* _Exercise details_
In the passage on immersive art, which two words are combined to form the term "phygital"?

* _Excerpted passage_
○ ○ ○ ○

In this case, we perceive the future in a physical and sensuous way. The term ‘immersive’ is often used to describe the type of works that Anadol creates, because they not only involve us mentally, but let us enter the work entirely, body and soul. He brings entire buildings and spaces to life, incorporating the floors, walls and ceilings to create digital visualisations that fully envelop us. The approach represents how we are currently moving towards an ever-increasing fusion of our physical and virtual lives. What we previously only experienced via our screens now penetrates our physical world, and the screens turn into 3D simulations. This development goes by many names, including augmented reality, hybrid reality or the metaverse. All this is happening now because our digital being is becoming increasingly important to us, and we need the various formats to exist across the different realities we find ourselves embedded in. The worldwide pandemic is now remembered as more than a health crisis: it was also as a digital revolution. Not only did we learn to work and hold meetings online; our sensibilities regarding the digital realms have changed, and we have learned to experience art and culture online. We have not gone back to our former offline cultural habits after the shutdowns brought by COVID-19 were lifted. But our online consumption of culture is growing. Many artists feel a need to be able to exist in both worlds, and the term ‘phygital’ has been coined to express this, a contraction of the words ‘physical’ and ‘digital’. The word is used to describe works of art that straddle the physical and digital worlds, working with traits that characterise both modes. We are heading towards a future where sensory inputs are not only associated with nature or art in our physical reality, but also with the digital realm, and artists like Refik Anadol pave the way for this kind of sensibility.

○ ○ ○ ○

* _Study material_
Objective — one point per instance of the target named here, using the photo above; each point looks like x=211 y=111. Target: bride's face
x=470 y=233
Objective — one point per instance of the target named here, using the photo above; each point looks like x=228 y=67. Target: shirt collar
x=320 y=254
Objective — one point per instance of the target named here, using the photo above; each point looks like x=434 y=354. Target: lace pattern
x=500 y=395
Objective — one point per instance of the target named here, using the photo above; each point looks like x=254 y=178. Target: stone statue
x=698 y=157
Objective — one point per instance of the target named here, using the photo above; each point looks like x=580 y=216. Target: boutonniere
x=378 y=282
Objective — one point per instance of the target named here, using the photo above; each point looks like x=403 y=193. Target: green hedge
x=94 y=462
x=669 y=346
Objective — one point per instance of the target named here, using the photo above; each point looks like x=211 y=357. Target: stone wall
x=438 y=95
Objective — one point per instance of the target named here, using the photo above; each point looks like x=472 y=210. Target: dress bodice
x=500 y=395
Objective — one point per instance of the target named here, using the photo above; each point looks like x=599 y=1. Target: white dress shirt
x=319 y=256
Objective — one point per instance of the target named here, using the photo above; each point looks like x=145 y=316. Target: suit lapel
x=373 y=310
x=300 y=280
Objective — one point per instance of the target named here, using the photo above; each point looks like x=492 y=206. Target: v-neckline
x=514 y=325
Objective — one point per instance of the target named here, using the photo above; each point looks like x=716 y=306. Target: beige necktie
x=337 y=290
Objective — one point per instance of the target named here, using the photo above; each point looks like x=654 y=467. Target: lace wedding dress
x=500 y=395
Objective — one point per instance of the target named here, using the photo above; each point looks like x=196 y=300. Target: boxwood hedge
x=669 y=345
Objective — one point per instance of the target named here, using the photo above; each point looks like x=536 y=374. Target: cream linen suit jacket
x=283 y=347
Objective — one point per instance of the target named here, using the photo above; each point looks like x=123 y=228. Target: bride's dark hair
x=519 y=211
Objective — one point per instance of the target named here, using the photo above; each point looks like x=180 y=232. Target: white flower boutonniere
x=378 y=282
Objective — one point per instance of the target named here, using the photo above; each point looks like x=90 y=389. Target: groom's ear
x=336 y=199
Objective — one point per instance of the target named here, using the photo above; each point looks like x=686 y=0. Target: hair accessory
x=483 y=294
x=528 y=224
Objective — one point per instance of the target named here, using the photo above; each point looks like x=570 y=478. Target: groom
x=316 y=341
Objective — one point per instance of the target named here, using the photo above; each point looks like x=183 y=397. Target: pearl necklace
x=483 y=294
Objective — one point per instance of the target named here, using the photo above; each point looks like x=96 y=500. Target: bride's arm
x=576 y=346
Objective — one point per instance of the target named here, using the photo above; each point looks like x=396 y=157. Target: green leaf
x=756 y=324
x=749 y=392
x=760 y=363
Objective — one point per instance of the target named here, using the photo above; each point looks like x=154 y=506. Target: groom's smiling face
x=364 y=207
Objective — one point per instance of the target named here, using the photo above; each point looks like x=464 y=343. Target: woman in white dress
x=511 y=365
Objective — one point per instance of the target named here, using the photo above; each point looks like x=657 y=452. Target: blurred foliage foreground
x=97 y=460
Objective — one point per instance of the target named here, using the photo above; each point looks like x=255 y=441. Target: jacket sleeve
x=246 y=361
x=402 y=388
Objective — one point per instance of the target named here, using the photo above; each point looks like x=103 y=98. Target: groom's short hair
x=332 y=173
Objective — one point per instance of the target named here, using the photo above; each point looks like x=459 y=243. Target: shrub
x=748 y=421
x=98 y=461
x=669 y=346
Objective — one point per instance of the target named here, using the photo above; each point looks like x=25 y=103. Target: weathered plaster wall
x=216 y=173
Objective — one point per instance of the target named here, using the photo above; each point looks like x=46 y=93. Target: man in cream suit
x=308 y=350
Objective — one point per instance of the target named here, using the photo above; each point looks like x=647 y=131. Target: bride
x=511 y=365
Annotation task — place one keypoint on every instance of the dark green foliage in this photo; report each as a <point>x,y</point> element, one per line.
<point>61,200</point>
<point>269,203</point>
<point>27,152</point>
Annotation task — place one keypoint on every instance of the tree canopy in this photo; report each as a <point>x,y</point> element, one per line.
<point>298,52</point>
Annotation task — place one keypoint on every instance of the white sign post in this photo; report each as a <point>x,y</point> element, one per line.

○ ○ ○ ○

* _Written solution_
"Physical" and "digital."